WRITTEN EXERCISE A> Quote the passage on wireless zoning codes word for word, from "Resultantly, we’re left" to "a better code.".

A key factor in building a better city, a better county, a better community is to have a solid zoning code. We understand and want to be a part of that; working hand-in-hand with the communities in which we do business. Given the speed that wireless technology is morphing, many jurisdictions, though industry savvy, do not have a full understanding of what technology is available and how this technology can be utilized to best integrate into their communities.
There is code out there that hasn’t been changed since 2003 and technology has radically evolved in 13 years. The way we use data/video today was virtually science fiction when a lot of these older codes were adopted. Yet, there are a few municipal codes that are stuck in a time where the Blackberry PDA and even the Motorolla Startac were the hot consumer buy of the day. Why? Time and staff. Jurisdictions do not have the time or the personnel to amend code. They are busy facing the unique challenges of their communities; slaying those home grown dragons one at a time. They don’t have the time to contemplate, research and propose best practices as fast as the cell sites evolve.
Resultantly, we’re left doing the best we can to provide a design that works for our clients and the community under limited scope. The outcome – a monopole in the front yard of a residential district. The code says we can…but should we? Things like that create angry citizens, bad PR for our clients and, worst case; moratoria where progress can come to a screeching halt.
This is where we can facilitate change. We have the ability to provide the education, industry know how and access to our diverse library of wireless codes from across the United States to build a better code.
Taking the time to address code changes can be a benefit to both the community, jurisdiction and client.
- For our clients? A huge benefit – time to market. Even though the process can initially be time consuming, reduction in confusion, refined process and clear code makes for a much speedier process down the road.
- For Jurisdictions? Breaking down the old code and creating a code that meets the needs of a growing community; matching the unique community culture with the code
And that’s what this is what Md7 is all about – serving our clients, our neighbors and our communities to the best of our abilities with respect and integrity.

WRITTEN EXERCISE B> Present the records below as a Markdown table with the columns Row and Line, from the line with "Would you mind marking the tree trunk" to the line with "(1135, 603)", inclusive. Give each line a row number and omit blank lines.

EXTRACTED DATA>

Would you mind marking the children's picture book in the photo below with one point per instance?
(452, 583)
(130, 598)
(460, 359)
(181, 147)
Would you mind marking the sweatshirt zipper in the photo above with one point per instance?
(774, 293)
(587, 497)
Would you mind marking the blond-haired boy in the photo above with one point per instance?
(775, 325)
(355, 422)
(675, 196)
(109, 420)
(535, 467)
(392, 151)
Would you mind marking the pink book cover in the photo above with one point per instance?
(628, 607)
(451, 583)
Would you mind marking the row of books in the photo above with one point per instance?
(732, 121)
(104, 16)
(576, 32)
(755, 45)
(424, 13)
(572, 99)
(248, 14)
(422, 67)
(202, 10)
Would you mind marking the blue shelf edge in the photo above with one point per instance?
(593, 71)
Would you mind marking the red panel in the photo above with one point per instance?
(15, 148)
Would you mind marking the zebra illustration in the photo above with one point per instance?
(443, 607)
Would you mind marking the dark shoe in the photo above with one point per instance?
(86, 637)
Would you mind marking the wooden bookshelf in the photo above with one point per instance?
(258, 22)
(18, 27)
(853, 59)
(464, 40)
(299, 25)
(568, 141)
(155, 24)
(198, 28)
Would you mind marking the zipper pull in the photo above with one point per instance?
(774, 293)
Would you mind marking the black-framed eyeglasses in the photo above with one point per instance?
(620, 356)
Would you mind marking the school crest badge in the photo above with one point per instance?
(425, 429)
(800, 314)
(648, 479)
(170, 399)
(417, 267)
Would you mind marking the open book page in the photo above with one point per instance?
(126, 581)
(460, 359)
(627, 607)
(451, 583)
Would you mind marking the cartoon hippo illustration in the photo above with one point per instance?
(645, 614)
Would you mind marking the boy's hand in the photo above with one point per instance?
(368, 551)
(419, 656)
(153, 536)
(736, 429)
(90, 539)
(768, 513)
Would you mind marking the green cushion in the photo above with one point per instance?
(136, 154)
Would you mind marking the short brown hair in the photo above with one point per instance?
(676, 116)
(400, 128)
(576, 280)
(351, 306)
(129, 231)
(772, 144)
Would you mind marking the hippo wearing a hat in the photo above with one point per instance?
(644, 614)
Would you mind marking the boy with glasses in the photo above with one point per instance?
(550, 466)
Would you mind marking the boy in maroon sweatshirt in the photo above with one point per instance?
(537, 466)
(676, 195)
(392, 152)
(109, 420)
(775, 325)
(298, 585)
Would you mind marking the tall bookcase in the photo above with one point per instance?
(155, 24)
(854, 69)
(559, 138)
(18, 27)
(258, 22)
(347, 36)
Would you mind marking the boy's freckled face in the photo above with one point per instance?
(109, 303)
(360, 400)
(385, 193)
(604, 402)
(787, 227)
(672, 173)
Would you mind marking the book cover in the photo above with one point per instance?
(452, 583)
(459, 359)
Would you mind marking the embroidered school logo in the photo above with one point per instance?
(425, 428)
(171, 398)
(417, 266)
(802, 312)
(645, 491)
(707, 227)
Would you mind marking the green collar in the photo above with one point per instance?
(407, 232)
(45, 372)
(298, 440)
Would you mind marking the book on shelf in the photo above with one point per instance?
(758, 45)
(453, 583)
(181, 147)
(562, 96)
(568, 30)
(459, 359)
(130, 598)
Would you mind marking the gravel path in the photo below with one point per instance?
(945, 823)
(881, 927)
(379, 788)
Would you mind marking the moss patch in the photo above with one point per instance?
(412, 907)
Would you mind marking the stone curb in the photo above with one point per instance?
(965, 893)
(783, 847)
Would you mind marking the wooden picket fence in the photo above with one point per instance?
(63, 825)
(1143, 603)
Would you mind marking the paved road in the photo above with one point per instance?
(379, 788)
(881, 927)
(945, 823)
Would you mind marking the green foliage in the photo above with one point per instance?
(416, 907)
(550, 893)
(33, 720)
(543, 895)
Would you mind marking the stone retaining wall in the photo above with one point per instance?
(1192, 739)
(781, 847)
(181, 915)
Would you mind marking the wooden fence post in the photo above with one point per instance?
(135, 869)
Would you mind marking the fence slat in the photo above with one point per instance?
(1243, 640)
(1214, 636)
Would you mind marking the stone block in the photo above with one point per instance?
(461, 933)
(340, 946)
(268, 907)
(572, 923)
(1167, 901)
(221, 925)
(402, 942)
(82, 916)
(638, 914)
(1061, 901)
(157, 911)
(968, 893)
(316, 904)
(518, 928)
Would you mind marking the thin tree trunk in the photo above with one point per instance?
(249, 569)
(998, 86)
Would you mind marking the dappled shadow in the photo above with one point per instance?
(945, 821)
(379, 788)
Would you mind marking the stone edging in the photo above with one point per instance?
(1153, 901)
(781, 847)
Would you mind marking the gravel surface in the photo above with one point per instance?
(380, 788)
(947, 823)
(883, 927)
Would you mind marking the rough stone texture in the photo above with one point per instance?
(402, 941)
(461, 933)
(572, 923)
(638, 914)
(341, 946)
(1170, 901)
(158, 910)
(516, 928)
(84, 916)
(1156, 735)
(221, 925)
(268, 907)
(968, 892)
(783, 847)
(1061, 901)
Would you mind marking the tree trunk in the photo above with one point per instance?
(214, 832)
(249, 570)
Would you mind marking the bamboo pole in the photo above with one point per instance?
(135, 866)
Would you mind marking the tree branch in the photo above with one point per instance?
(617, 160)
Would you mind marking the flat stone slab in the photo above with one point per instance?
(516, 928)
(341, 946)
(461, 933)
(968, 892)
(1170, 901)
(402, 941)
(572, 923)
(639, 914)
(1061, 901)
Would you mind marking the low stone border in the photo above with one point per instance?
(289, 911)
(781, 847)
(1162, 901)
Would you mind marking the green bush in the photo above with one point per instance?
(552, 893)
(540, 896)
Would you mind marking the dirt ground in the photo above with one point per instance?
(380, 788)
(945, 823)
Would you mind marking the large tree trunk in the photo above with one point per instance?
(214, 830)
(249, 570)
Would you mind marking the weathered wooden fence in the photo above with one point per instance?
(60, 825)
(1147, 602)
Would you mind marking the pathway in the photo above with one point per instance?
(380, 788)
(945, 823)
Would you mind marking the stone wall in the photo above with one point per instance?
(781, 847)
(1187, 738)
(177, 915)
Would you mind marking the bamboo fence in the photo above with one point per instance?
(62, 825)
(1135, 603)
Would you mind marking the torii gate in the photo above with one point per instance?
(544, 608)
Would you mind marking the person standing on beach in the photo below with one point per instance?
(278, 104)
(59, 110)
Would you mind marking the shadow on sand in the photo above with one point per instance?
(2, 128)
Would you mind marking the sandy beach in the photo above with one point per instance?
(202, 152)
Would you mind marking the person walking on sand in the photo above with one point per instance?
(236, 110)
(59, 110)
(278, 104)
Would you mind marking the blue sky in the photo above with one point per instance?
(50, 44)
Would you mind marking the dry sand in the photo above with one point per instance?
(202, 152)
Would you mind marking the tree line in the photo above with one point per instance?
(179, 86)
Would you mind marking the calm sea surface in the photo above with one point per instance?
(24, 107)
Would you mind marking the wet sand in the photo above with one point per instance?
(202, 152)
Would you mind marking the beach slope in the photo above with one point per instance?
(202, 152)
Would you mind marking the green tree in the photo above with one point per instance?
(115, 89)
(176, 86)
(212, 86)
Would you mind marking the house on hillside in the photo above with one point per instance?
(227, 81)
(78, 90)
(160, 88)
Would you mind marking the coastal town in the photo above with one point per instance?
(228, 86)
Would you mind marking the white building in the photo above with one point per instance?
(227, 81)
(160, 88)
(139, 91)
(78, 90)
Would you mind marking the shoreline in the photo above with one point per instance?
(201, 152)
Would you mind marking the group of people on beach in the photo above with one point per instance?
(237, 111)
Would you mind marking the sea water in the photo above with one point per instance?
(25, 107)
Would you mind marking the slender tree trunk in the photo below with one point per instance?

COMPLETE RESPONSE A>
Resultantly, we’re left doing the best we can to provide a design that works for our clients and the community under limited scope. The outcome – a monopole in the front yard of a residential district. The code says we can…but should we? Things like that create angry citizens, bad PR for our clients and, worst case; moratoria where progress can come to a screeching halt.
This is where we can facilitate change. We have the ability to provide the education, industry know how and access to our diverse library of wireless codes from across the United States to build a better code.

COMPLETE RESPONSE B>
| Row | Line |
|---|---|
| 1 | Would you mind marking the tree trunk in the photo above with one point per instance? |
| 2 | (214, 832) |
| 3 | (249, 570) |
| 4 | Would you mind marking the bamboo pole in the photo above with one point per instance? |
| 5 | (135, 866) |
| 6 | Would you mind marking the tree branch in the photo above with one point per instance? |
| 7 | (617, 160) |
| 8 | Would you mind marking the flat stone slab in the photo above with one point per instance? |
| 9 | (516, 928) |
| 10 | (341, 946) |
| 11 | (461, 933) |
| 12 | (968, 892) |
| 13 | (1170, 901) |
| 14 | (402, 941) |
| 15 | (572, 923) |
| 16 | (639, 914) |
| 17 | (1061, 901) |
| 18 | Would you mind marking the low stone border in the photo above with one point per instance? |
| 19 | (289, 911) |
| 20 | (781, 847) |
| 21 | (1162, 901) |
| 22 | Would you mind marking the green bush in the photo above with one point per instance? |
| 23 | (552, 893) |
| 24 | (540, 896) |
| 25 | Would you mind marking the dirt ground in the photo above with one point per instance? |
| 26 | (380, 788) |
| 27 | (945, 823) |
| 28 | Would you mind marking the large tree trunk in the photo above with one point per instance? |
| 29 | (214, 830) |
| 30 | (249, 570) |
| 31 | Would you mind marking the weathered wooden fence in the photo above with one point per instance? |
| 32 | (60, 825) |
| 33 | (1147, 602) |
| 34 | Would you mind marking the pathway in the photo above with one point per instance? |
| 35 | (380, 788) |
| 36 | (945, 823) |
| 37 | Would you mind marking the stone wall in the photo above with one point per instance? |
| 38 | (781, 847) |
| 39 | (1187, 738) |
| 40 | (177, 915) |
| 41 | Would you mind marking the bamboo fence in the photo above with one point per instance? |
| 42 | (62, 825) |
| 43 | (1135, 603) |